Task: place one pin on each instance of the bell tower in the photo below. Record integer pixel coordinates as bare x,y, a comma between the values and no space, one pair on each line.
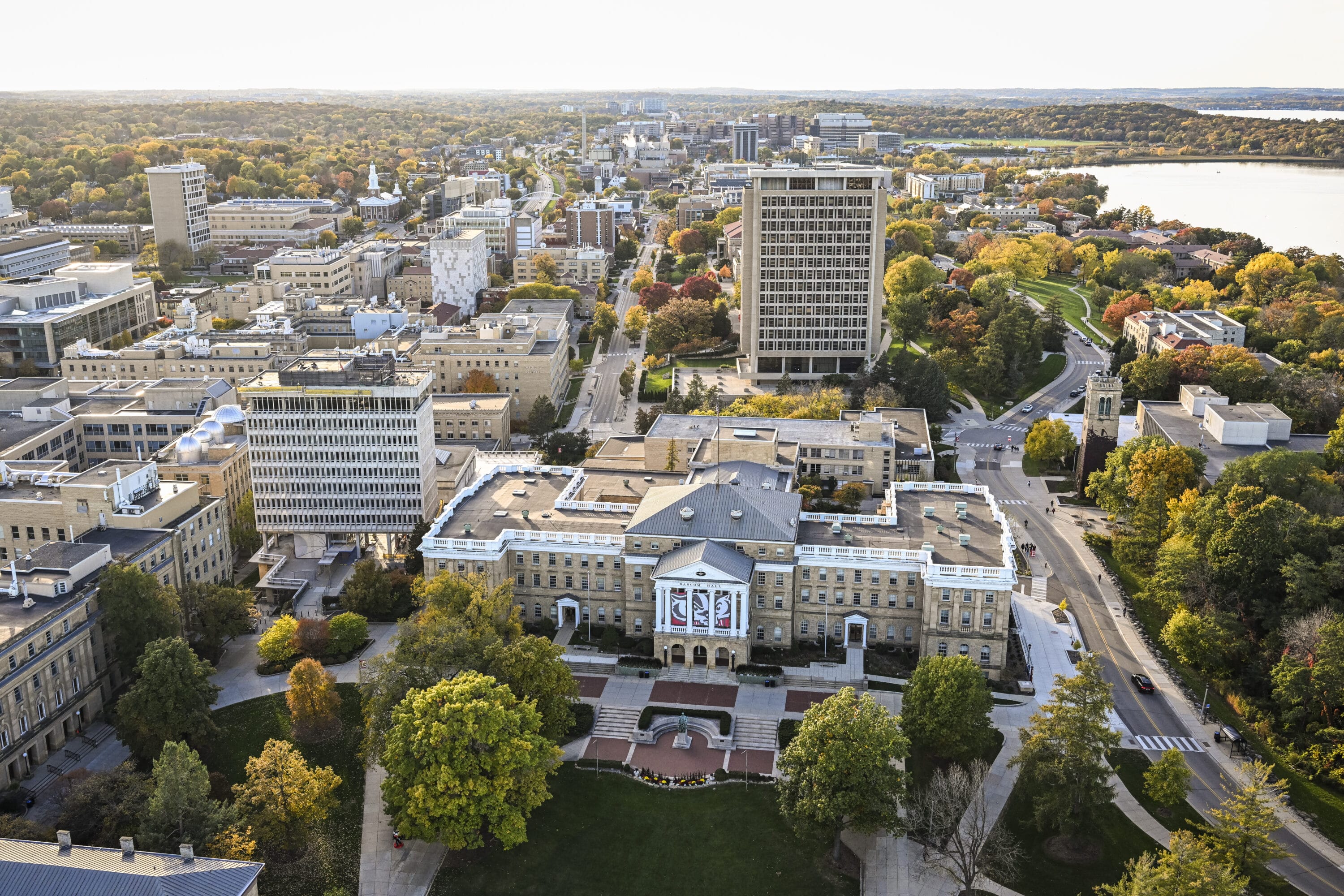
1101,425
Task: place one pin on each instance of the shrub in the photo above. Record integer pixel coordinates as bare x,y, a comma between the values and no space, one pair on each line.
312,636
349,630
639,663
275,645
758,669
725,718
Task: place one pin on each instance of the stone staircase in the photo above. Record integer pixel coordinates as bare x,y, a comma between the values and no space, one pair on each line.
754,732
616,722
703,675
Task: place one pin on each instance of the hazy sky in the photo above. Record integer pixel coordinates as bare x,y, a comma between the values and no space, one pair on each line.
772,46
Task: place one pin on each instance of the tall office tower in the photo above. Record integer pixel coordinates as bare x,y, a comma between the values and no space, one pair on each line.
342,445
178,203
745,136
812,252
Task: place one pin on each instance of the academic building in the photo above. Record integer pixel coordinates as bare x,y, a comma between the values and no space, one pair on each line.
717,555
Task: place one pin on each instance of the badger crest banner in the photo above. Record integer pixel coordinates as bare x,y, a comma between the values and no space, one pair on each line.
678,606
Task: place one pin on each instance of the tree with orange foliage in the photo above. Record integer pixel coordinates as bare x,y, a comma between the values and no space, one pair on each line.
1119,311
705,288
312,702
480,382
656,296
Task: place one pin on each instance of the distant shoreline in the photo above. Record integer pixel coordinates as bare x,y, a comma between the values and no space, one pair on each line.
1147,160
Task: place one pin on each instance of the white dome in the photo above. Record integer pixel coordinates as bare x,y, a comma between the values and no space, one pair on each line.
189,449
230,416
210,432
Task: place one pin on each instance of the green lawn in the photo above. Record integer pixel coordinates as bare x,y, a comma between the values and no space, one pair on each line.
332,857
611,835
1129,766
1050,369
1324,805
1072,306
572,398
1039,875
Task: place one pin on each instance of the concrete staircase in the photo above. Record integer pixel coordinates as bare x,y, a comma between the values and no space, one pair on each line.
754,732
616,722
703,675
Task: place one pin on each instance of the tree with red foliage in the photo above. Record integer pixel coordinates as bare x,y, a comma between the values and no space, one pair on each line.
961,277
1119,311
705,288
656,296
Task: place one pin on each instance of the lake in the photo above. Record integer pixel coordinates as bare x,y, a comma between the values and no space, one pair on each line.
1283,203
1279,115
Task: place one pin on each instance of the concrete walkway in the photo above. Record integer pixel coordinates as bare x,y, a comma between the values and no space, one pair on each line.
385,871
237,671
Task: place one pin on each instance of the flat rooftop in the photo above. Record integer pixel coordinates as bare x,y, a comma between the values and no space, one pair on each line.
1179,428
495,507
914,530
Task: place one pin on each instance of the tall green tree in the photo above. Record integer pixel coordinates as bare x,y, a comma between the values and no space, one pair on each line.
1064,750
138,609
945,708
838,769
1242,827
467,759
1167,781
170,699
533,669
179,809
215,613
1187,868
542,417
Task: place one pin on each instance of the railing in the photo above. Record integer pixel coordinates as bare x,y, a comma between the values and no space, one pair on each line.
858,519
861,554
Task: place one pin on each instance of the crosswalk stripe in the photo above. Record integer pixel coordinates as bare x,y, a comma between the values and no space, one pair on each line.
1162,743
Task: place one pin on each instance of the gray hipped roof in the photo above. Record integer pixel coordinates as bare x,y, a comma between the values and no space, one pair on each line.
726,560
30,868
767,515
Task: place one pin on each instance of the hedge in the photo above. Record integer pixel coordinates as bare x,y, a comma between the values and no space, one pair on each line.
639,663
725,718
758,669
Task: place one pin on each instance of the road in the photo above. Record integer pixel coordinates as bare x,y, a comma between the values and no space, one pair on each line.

○ ○ ○ ○ ○

> _TASK GOAL_: Restate the entries verbatim, without pictures.

> _EXERCISE RESULT_:
Task: place one pin on each instance of the bell tower in the photo below. Record integer pixel coordinates as bare x,y, a comma between the values and no space, one pair on each line.
1101,425
Task: place one pin on each instance of the shrub in the photo above. Record integer pixel coordinates as bare x,y, a comma between the values and no space, one pair on each line.
312,636
349,630
639,663
275,645
758,669
725,718
Task: place one pin on each instance of the stone staircase in the photo above. Record integer pixel coordinates as bare x,y, a comma between the values and no space, one pair on each line.
754,732
616,722
703,675
Task: place one pin on each instance of the hazy sky in the photo above. Record integer pixel coordinates as bare x,y, a comma between the values and no space, one pair on each line.
772,46
Task: place one pin on each instance of the tall office tower in the photo above. Record integer pixel coordinates as bare x,y, a comma between the values and no space, one pair on each line.
342,445
178,203
745,136
812,252
Task: place one pin on each instance of the academic building in the photo above. Record integer pixel coordinates as bare x,y, a comma between the values and no space, one pair on each line.
717,555
Task: place one pin on each instance of the badger crest banner in the photo above. Record integer pixel coordinates as bare x,y, a comma between the values and no space, one pair on each line.
678,606
Task: place one pin on each instance of the tree with orange foliage in the photo above. Record integer pixel coordinates as bare x,y, a comma between the values and no space, one pair on each line.
1119,311
705,288
312,702
480,382
656,296
Task: place one pin on each instance of the distant shoreline in the photo above. Record integer pixel coordinates as bare x,y, a comma between the values and no space, one pair on each line.
1147,160
Task: place one pin on each instance of the white dome in the photo above. Record integer pixel coordinates as bare x,y, a comma between the values and no space, one pair on each line.
189,449
230,416
210,432
Task: place one pin on each instance of the green lawn in the photo above. Record integer pixel coordinates as bare x,y, a comma between the values and no space, one pair on each line.
332,857
611,835
1129,766
1050,369
1324,805
1072,306
572,398
1039,875
Task: place one pin on each instance of the concrete staircase in the photo above. Record integer pixel coordinates as bare x,y, a comma between the values and no space, one pair on each line.
754,732
616,722
703,675
Task: place one pin on each instance of the tree with red foliage in the photo above. Record integer pixel coordinates as bare x,y, a comma between the values and no space, one pair on each line.
961,277
1119,311
705,288
656,296
Task: place one pin on each instance of the lake in the photo above. Record integer pixel coordinates as bare x,y, a comma between the values and no space, one pair on each line.
1283,203
1279,115
Task: place one pin on each instance of the concrete walkway in the photo above. Record integer pixel coordinates as bare x,y, a comma between the values and no space, one pair on each line.
385,871
237,671
Task: place one pin on each instance of the flat rooftop in the photo above. Record integer pixel coordinates as bare x,y, a comma between the values and no space, one pair on each line.
1179,428
495,507
914,530
Task: place one pin on each instance of the tall green tree in the photo above. Record integer pixel coordinates as bare x,y, a comma between the values and no space, one pair on each line.
1064,750
138,609
945,708
838,769
1242,827
467,759
1167,781
170,699
533,669
179,809
215,613
1187,868
542,417
Task: place one pin on each instance of the railing in the photo above. Record integer pixel coordinates as bare x,y, a comma between the values and no space, one pair on each line.
858,519
861,554
Task: place one pin on each instance of the crosswalk stripe in the photo above. Record integer pixel coordinates as bare x,y, a comma between the values and no space, one pair on each line.
1162,743
Task: place one pin on each instance of the gray hipped roof in the photo above. Record integer pixel coordinates as bare x,y, a comma between the values and no space, one pair on each line.
726,560
30,868
767,515
Task: place one pin on each instance of the hedge in the photo above. Record integer pixel coordinates as bare x,y, a comma between the values and no space, one pair on each line.
639,663
725,718
758,669
Task: place one pin on each instance of the road in the photo above. Record integer pixel coordinates as bare x,y, a comma between the values and no space, one pair on each line.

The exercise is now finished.